*GIVEN TEXT*:
--- begin ---
That’s why I’m so excited about our ongoing collaboration with colleagues at the Microsoft AI for Good Lab and the Institute for Health Metrics and Evaluation to develop the world’s most up-to-date, highly accurate, high resolution #population density maps. Harnessing the power of Planet’s high-frequency, high-resolution satellite imagery, the AI for Good team’s artificial intelligence expertise, and IHME’s deep demographic modeling capabilities, these population maps allow us to estimate how many people we’re likely to find in every 40 sq meter patch of Earth, in every country of the world. And because the underlying data is updated quarterly, they also allow us to see change over time.
This week, we announced the completion of the first phase of this work at the United Nations AI For Good Global Summit, held in Geneva. We’ve been piloting the use of these population maps as part of the UN’s Early Warnings For All Initiative, which seeks to ensure that everyone on Earth is protected from hazardous weather, water, and climate events. In an early use-case, by overlaying population data with maps of mobile connectivity, we’ve been able to identify unconnected populations that might not be reachable in a crisis.
--- end ---
*TASK SET*:
a: How often is the underlying data refreshed, according to the excerpt on population density maps?
b: Do these statements agree with the excerpt on population density maps? (i) The maps estimate how many people are likely to be found in every 40 sq meter patch of Earth. (ii) The completion of the first phase was announced at a summit held in New York. (iii) Overlaying population data with maps of mobile connectivity helped identify unconnected populations.

*RAW DATA*:
--- begin ---
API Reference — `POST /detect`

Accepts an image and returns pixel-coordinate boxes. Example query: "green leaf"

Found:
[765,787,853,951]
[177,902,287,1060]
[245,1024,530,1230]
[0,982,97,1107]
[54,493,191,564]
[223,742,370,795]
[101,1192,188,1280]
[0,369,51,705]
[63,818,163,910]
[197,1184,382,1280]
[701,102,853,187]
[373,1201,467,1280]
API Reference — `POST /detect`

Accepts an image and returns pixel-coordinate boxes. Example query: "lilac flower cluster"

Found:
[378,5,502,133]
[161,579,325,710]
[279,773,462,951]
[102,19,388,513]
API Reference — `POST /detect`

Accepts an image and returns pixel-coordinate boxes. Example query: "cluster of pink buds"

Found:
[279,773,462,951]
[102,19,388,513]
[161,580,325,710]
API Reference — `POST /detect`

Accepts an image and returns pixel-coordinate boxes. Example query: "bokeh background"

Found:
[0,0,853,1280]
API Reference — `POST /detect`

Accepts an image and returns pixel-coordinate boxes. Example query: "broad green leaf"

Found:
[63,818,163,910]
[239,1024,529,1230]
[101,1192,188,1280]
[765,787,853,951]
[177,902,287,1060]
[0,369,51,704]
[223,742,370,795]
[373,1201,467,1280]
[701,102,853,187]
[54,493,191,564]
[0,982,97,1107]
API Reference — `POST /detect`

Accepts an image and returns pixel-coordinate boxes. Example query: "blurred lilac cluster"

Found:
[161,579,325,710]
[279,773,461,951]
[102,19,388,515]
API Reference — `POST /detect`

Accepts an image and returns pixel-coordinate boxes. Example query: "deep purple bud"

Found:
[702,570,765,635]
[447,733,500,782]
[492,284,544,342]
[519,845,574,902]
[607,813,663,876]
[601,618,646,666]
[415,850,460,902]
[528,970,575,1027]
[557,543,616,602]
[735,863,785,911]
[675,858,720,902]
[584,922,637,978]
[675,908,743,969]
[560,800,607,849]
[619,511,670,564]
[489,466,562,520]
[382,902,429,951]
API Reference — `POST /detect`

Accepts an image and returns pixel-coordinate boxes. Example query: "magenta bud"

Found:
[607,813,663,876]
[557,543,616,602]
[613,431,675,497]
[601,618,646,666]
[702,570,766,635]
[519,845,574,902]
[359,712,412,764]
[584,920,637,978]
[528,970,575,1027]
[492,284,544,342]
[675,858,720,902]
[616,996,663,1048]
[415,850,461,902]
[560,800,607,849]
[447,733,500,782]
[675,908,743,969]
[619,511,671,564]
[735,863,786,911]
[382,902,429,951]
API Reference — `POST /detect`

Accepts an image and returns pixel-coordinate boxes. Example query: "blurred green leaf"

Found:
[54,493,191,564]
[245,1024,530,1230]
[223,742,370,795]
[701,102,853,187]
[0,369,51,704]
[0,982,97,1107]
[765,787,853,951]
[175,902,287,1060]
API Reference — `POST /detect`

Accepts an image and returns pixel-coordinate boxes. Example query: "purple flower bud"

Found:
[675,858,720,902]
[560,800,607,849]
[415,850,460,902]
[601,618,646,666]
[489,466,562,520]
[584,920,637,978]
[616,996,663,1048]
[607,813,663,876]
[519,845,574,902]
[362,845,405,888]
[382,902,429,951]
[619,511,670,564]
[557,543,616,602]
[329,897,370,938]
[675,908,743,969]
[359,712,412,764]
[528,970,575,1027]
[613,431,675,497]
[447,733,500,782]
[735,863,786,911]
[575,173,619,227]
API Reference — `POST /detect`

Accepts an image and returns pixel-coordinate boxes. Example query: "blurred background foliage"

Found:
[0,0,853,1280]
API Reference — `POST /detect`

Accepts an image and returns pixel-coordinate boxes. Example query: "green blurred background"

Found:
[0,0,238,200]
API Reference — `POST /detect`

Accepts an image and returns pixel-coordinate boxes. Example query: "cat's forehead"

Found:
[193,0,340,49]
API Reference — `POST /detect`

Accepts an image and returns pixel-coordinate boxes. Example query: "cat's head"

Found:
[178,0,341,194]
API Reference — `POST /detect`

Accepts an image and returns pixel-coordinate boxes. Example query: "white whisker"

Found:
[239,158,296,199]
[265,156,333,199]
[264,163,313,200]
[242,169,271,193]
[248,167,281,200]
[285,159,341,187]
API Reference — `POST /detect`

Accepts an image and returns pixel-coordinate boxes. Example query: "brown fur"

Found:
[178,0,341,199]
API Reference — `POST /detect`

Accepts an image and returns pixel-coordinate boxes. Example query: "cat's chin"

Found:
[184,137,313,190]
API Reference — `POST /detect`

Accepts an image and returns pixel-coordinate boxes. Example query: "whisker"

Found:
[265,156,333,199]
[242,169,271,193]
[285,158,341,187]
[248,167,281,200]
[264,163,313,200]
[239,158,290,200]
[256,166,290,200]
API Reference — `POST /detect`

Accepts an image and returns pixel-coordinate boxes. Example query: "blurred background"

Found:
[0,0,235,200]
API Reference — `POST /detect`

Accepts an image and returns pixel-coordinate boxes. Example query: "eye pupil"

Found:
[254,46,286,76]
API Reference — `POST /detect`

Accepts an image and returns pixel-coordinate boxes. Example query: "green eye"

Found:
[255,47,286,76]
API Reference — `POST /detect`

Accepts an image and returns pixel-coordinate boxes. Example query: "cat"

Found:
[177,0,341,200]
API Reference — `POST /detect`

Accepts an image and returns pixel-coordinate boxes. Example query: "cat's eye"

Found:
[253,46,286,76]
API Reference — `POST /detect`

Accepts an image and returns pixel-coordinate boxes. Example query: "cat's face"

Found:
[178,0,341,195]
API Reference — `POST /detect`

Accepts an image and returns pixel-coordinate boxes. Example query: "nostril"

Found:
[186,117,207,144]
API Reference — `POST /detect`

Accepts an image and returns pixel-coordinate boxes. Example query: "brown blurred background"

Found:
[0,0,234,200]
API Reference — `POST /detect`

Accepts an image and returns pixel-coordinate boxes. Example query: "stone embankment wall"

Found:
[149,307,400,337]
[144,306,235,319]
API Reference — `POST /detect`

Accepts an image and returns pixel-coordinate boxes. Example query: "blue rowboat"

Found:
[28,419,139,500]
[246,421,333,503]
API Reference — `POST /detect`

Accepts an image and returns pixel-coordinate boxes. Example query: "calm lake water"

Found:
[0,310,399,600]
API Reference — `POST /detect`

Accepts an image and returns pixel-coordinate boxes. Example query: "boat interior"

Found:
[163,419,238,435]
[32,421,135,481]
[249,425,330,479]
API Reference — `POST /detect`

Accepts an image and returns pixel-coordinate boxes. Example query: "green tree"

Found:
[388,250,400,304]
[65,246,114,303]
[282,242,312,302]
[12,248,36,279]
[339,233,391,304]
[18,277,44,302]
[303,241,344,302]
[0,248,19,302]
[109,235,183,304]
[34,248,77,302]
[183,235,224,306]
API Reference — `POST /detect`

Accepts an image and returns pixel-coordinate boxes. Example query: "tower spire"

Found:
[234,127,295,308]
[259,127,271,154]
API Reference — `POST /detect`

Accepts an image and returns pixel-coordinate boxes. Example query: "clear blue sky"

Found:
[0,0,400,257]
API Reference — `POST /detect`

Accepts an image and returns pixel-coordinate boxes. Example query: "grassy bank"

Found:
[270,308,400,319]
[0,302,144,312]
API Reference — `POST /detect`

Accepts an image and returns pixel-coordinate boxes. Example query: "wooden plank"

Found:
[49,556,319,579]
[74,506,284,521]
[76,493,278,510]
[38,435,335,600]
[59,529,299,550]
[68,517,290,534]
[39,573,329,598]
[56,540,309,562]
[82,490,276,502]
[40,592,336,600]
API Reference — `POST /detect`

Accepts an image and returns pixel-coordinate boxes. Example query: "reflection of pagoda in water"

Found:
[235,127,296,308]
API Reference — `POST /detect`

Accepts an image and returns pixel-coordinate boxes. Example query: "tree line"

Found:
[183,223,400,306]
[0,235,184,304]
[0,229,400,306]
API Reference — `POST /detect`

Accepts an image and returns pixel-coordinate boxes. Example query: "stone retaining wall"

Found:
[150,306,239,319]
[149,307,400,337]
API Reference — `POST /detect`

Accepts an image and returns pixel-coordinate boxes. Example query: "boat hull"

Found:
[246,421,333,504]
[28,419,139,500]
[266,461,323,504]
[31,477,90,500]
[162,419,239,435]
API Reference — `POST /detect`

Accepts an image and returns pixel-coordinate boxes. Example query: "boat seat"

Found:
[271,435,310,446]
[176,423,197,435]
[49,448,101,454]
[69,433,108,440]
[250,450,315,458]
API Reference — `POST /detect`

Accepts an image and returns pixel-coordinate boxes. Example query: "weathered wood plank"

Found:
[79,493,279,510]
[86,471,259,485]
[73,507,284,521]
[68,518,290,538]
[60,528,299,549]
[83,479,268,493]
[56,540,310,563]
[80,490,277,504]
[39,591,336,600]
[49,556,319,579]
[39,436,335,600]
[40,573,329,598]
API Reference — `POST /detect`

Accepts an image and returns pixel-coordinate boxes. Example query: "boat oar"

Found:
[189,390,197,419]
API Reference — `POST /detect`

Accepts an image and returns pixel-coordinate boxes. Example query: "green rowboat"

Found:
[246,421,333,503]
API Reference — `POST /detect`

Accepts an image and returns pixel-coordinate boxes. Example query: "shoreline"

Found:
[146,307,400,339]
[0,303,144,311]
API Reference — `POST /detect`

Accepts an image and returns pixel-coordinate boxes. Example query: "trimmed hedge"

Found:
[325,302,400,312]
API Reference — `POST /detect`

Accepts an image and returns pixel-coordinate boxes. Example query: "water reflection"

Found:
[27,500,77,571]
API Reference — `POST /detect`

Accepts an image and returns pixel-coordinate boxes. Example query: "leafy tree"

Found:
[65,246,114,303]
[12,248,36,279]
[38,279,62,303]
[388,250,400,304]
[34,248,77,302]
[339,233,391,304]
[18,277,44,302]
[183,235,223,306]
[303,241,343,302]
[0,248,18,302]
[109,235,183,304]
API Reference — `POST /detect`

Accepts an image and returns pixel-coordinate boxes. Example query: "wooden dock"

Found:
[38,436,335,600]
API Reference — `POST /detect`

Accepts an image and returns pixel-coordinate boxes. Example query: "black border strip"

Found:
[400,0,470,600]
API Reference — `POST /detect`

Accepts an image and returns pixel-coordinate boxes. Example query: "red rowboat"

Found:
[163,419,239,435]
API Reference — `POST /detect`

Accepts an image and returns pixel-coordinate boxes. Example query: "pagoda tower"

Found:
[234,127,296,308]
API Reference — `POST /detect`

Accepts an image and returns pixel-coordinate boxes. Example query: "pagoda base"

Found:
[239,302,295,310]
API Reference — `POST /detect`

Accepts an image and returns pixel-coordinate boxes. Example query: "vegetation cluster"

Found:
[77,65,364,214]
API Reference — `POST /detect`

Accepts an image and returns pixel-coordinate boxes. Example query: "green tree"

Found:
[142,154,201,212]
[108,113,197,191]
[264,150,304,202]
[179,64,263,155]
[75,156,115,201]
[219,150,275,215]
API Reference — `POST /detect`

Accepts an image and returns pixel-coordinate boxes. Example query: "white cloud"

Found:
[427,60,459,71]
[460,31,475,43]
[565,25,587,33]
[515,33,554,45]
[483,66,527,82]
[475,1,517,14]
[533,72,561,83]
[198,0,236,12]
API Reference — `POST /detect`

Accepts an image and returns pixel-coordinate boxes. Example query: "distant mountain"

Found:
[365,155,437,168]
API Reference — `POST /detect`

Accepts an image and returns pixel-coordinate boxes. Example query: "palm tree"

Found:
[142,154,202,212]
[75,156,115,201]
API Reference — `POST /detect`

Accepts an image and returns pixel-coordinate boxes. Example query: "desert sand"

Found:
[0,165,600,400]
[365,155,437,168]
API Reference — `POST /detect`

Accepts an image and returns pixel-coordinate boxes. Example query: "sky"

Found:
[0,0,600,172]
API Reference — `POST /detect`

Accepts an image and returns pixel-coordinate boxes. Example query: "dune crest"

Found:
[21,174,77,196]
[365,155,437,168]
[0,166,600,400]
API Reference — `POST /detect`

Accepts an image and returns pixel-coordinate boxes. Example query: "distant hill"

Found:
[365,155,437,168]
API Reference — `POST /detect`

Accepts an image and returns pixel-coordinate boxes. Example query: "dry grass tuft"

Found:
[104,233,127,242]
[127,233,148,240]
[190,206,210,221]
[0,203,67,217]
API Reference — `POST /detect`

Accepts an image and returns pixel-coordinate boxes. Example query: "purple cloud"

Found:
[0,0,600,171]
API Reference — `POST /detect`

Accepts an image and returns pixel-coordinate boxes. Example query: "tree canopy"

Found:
--- end ---
*SOLUTION LIST*:
a: Quarterly.

b:
(i) Yes: "these population maps allow us to estimate how many people we’re likely to find in every 40 sq meter patch of Earth"
(ii) No: "at the United Nations AI For Good Global Summit, held in Geneva"
(iii) Yes: "by overlaying population data with maps of mobile connectivity, we’ve been able to identify unconnected populations"